■ **WHAT IS BEING ASKED**:
Please give again, word for word, each line that falls between the line with "Detect: pile of soil" and the end of the data, inclusive.

(Spatial localization data)
____

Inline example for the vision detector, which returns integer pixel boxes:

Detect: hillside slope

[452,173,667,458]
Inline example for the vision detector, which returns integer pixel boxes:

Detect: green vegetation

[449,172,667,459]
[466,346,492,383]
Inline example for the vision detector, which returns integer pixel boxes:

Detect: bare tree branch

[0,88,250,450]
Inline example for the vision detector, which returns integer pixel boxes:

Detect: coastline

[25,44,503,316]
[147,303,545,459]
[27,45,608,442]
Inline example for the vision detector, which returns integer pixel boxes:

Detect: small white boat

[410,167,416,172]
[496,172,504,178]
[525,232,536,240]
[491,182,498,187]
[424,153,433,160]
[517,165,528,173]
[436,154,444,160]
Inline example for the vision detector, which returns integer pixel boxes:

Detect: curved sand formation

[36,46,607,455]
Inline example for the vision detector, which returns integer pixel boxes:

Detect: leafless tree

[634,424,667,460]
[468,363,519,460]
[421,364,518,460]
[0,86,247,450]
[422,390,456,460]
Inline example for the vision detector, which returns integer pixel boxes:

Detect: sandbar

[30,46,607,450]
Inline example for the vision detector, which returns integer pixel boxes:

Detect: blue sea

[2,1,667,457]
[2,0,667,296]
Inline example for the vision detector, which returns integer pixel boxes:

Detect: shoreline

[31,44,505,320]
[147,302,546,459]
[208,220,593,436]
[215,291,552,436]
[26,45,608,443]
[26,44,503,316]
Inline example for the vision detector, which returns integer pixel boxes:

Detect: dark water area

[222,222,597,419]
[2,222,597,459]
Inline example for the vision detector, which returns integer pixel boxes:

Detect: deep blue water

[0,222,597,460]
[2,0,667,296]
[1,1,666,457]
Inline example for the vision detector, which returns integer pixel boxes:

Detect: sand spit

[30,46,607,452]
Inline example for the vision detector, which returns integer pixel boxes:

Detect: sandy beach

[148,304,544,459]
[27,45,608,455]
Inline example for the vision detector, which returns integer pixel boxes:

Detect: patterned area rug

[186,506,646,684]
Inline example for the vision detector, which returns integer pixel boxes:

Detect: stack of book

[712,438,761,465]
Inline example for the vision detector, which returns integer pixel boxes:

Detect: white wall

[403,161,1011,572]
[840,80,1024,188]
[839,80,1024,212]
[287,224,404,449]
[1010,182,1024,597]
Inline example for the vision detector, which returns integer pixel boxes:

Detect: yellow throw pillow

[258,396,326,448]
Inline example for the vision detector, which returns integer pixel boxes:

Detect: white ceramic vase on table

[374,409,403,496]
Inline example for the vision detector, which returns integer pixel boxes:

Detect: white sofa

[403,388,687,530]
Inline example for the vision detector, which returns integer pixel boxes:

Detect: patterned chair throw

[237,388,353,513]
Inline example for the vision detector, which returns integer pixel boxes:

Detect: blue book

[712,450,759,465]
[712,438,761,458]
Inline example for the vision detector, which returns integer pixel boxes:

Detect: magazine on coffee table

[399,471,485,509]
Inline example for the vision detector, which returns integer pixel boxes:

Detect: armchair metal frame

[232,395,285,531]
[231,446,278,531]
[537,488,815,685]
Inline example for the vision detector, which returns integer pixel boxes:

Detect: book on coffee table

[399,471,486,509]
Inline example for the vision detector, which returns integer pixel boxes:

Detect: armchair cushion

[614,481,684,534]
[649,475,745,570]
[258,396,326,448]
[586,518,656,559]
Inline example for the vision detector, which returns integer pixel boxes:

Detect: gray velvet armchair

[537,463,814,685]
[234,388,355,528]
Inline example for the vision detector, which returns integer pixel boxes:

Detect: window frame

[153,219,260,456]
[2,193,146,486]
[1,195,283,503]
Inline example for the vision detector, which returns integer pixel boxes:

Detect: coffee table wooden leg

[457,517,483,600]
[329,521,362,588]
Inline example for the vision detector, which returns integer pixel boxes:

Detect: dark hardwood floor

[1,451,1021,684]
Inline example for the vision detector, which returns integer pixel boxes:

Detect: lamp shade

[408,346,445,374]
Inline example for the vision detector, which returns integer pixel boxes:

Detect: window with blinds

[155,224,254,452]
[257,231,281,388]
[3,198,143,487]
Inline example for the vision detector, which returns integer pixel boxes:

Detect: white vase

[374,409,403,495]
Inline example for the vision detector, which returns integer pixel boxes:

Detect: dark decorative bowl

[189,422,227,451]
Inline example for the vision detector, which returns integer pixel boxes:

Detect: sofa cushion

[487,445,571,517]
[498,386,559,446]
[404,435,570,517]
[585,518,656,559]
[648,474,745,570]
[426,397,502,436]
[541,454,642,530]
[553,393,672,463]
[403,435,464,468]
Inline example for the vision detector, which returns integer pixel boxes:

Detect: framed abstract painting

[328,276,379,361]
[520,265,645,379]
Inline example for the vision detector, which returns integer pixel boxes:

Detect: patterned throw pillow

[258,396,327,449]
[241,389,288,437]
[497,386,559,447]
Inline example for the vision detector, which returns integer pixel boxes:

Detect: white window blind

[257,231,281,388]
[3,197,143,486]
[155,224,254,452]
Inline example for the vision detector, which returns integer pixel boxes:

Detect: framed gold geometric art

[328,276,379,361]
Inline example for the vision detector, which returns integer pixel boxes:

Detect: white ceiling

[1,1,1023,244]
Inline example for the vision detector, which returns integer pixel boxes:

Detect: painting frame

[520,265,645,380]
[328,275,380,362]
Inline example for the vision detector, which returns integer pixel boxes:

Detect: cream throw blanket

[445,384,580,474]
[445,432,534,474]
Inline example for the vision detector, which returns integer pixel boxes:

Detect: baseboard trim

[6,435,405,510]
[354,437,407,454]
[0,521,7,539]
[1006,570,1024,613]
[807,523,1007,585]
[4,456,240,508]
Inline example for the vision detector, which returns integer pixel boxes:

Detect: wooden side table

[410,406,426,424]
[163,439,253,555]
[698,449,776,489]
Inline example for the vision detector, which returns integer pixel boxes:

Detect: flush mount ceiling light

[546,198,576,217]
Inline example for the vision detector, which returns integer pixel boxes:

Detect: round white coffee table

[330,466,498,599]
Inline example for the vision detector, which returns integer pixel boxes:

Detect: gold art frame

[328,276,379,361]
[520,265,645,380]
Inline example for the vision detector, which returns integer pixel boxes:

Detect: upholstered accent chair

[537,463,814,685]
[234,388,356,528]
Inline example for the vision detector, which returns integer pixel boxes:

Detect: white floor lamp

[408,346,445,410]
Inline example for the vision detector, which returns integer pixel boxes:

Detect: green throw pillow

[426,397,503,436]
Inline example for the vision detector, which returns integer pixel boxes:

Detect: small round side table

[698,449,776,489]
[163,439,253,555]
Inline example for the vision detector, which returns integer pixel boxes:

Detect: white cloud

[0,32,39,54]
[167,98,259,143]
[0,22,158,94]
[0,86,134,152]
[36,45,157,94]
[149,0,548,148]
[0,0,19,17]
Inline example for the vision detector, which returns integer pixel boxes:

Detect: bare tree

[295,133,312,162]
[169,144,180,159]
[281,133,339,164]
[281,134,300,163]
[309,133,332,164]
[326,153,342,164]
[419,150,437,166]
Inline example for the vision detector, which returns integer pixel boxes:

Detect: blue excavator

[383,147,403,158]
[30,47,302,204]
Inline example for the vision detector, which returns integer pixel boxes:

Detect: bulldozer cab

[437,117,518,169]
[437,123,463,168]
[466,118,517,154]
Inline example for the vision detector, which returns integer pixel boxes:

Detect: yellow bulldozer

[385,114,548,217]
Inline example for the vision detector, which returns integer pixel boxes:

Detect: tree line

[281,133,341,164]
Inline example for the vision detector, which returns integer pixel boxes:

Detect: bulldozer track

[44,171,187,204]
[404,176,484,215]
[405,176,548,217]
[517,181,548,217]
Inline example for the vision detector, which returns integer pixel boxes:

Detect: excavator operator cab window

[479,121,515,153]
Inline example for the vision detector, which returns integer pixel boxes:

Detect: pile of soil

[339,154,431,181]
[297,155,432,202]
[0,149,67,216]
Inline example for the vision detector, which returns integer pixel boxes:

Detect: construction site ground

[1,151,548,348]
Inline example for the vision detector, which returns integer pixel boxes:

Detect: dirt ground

____

■ **EXERCISE OUTPUT**:
Detect: pile of soil

[339,154,431,181]
[297,155,432,202]
[0,149,67,216]
Inline example for the vision detector, which returns integer pixel boxes:

Detect: construction site ground

[1,151,548,348]
Inline example for the vision detector, which returns integer pixel boxes:

Detect: dirt ground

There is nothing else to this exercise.